- Brief 1
Repeat the passage of the rhino report between "An initial investigation" and "near threatened species.", inclusive.
- Brief 2
Decide whether each statement agrees with the rhino report: (a) the eight rhinos died at Tsavo East National Park; (b) the rhinos died of an infection picked up during transport; (c) in 2017 Kenya had more southern white rhinos than black rhinos. Answer yes or no for each, quoting the words of the report that decide it.
- Brief 3
According to the rhino report, how many rhinos did KWS begin moving from Nairobi to Tsavo East?

- Text section
○ ○ ○ ○ ○

NAIROBI (Reuters) – Eight black rhinos have died in Kenya while being transported by the state wildlife service between two national parks, Tourism Minister Najib Balala said on Friday in a statement.
The rhinos, who are part of a critically endangered species, died at Tsavo East National Park, the Daily Nation newspaper reported.
An initial investigation by Kenya Wildlife Service (KWS) showed the rhinos died of salt poisoning after drinking water at their new habitat, the statement said, adding that transports of rhinos are being stopped.
The rhinos were among 14 KWS began moving last month from the capital Nairobi to Tsavo East.
Kenya had a rhino population of 1,258 in 2017 of which 745 are black rhinos, 510 are southern white rhinos and three were northern white rhinos, having grown from less than 400 rhinos in the 1980s. The white rhino is a near threatened species.
In May, three black rhinos were killed in Kenya’s Meru National Park.
Poaching has risen in recent years across sub-Saharan Africa where armed criminal gangs have killed elephants for tusks and rhinos for horns. Often the animal parts are shipped to Asia for use in ornaments and medicines.
World Wildlife Fund-Kenya said in a statement it was “extremely concerned” by the reports.

○ ○ ○ ○ ○

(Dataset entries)
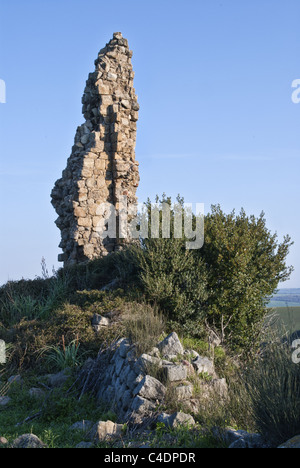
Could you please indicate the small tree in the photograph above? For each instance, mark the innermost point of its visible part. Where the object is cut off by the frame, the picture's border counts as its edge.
(173, 277)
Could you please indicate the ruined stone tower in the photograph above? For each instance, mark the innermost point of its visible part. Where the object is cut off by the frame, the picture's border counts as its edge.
(102, 166)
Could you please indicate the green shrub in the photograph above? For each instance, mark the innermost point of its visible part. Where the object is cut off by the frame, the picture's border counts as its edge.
(273, 386)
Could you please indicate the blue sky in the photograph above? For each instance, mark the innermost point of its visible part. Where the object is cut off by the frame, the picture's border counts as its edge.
(217, 123)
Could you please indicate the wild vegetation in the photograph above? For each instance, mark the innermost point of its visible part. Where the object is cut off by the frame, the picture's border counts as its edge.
(221, 289)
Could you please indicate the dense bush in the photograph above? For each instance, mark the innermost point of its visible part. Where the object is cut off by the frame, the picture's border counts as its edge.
(225, 285)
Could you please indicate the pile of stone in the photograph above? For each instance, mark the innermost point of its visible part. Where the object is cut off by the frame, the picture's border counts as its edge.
(136, 387)
(102, 168)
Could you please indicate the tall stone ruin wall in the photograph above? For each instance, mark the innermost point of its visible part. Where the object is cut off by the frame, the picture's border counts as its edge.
(102, 166)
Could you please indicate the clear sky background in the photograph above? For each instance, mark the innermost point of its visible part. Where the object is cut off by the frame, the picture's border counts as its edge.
(217, 123)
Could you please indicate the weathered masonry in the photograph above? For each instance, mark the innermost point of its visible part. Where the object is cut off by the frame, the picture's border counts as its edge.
(102, 166)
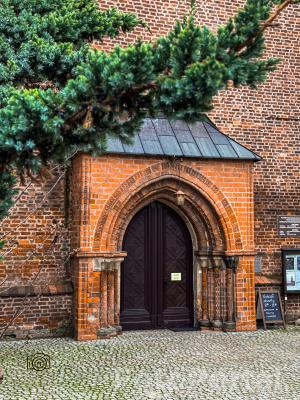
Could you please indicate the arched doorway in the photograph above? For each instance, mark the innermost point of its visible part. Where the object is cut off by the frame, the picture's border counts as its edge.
(157, 274)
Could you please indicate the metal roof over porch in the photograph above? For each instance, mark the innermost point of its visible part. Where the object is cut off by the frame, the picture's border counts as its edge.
(163, 137)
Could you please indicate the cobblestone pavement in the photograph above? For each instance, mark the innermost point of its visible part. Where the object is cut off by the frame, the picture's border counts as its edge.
(155, 365)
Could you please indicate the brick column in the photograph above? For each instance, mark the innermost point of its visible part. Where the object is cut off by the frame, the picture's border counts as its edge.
(110, 266)
(97, 294)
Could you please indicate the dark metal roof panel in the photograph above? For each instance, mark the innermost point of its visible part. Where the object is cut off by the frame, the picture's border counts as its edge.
(159, 136)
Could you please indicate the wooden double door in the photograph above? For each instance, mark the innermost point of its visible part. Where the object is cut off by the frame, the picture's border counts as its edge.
(157, 274)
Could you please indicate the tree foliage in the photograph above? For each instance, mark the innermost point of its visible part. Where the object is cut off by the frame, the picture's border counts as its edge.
(57, 93)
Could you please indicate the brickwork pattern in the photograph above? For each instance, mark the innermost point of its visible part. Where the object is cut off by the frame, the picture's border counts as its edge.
(265, 120)
(219, 205)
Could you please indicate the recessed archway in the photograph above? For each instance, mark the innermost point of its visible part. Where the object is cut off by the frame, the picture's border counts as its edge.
(205, 209)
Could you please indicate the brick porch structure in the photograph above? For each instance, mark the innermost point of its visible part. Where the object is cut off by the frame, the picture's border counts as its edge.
(218, 211)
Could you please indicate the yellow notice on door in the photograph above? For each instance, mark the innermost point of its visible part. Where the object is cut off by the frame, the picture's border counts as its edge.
(175, 276)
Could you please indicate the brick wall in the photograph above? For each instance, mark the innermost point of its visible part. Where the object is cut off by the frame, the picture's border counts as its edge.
(34, 274)
(114, 187)
(266, 120)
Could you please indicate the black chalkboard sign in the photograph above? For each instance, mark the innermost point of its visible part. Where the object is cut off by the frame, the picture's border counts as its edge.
(269, 306)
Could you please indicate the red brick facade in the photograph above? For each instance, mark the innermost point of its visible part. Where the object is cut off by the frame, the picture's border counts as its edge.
(266, 121)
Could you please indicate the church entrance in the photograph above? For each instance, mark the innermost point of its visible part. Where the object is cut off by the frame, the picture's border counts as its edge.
(157, 274)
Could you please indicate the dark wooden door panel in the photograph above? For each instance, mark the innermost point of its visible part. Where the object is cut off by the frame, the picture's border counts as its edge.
(135, 304)
(177, 259)
(158, 245)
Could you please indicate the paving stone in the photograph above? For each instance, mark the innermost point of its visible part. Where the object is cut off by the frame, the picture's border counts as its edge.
(160, 365)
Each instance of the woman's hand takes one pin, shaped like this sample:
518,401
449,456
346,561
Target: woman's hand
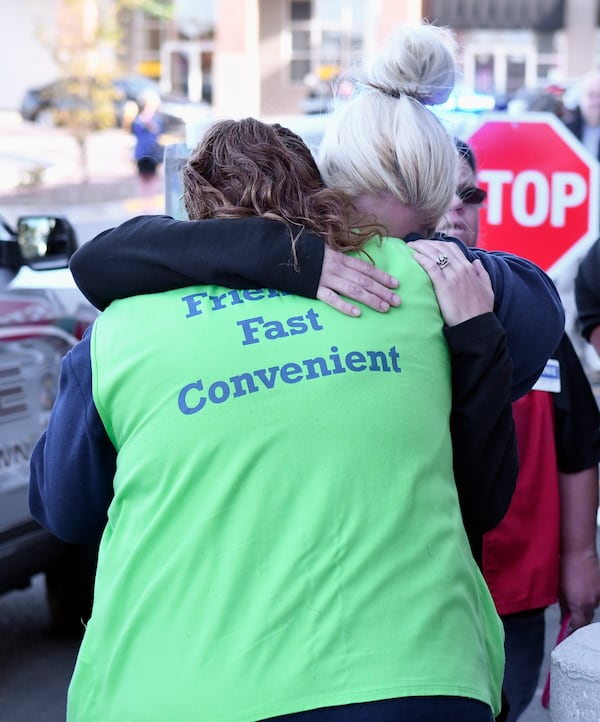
463,289
359,280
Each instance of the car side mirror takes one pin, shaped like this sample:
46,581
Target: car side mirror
45,241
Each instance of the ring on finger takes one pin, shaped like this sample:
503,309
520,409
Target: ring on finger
442,261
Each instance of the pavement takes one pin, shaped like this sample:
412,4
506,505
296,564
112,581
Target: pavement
42,170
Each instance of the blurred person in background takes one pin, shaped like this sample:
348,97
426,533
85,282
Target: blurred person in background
544,550
585,124
271,582
276,589
147,126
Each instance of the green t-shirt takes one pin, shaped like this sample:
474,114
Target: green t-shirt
285,532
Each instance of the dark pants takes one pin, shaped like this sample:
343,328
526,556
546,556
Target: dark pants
409,709
524,645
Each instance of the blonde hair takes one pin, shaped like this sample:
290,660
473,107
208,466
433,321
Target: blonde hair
385,140
243,168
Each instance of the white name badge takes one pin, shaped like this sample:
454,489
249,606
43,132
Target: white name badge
550,378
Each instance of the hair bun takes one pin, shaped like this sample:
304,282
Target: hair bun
419,62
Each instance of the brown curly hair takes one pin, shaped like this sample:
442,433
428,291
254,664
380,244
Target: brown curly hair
247,167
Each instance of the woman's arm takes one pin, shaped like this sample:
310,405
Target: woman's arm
484,443
527,305
155,253
149,254
73,463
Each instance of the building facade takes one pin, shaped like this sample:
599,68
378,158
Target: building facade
266,57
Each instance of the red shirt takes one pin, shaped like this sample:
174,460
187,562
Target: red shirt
521,555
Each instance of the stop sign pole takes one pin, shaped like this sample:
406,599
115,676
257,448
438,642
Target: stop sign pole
543,189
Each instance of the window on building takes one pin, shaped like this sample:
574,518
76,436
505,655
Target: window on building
327,37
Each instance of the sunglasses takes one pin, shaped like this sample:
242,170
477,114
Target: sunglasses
471,195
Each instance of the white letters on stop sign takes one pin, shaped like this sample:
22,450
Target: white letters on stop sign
549,196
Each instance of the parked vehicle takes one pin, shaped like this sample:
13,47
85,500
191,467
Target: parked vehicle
112,100
42,315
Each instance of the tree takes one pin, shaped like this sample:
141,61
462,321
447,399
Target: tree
84,45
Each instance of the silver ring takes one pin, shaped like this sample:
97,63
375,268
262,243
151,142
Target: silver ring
442,261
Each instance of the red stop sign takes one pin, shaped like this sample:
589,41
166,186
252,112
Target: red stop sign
542,188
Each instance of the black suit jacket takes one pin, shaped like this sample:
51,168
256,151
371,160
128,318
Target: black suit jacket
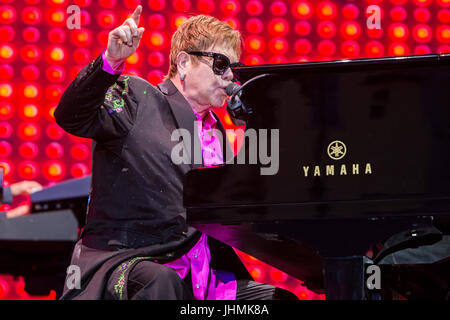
136,197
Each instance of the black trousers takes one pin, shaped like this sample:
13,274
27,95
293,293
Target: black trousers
151,281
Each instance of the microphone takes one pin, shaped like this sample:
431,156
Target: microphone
235,107
232,88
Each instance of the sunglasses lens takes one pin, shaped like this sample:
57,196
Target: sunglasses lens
221,64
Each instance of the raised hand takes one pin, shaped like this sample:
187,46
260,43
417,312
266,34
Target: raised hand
124,40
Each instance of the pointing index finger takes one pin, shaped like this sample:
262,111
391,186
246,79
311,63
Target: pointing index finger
137,14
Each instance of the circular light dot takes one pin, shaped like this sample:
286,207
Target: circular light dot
374,49
5,130
31,91
28,150
422,33
53,92
156,40
30,73
205,6
7,168
30,111
303,46
326,29
350,30
302,10
6,33
255,44
6,91
106,19
350,12
6,72
279,45
156,59
6,111
7,53
157,5
302,28
422,49
230,7
278,27
254,7
7,14
79,170
30,53
326,48
31,15
29,131
350,49
54,170
56,74
398,49
326,10
254,25
278,8
155,77
156,21
5,149
54,150
28,170
31,34
398,14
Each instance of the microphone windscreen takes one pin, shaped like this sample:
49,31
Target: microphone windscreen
231,88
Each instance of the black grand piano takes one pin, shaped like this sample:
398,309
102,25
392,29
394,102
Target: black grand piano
362,176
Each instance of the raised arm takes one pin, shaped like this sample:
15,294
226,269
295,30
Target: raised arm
95,105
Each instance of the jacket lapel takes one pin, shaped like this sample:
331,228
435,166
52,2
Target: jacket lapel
185,119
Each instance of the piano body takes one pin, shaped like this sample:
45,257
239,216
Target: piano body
363,172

○ ○ ○ ○ ○

- Response area 1
An initial investigation by Kenya Wildlife Service (KWS) showed the rhinos died of salt poisoning after drinking water at their new habitat, the statement said, adding that transports of rhinos are being stopped.
The rhinos were among 14 KWS began moving last month from the capital Nairobi to Tsavo East.
Kenya had a rhino population of 1,258 in 2017 of which 745 are black rhinos, 510 are southern white rhinos and three were northern white rhinos, having grown from less than 400 rhinos in the 1980s. The white rhino is a near threatened species.

- Response area 2
(a) Yes: "died at Tsavo East National Park"
(b) No: "the rhinos died of salt poisoning after drinking water at their new habitat"
(c) No: "745 are black rhinos, 510 are southern white rhinos"

- Response area 3
KWS began moving 14 rhinos.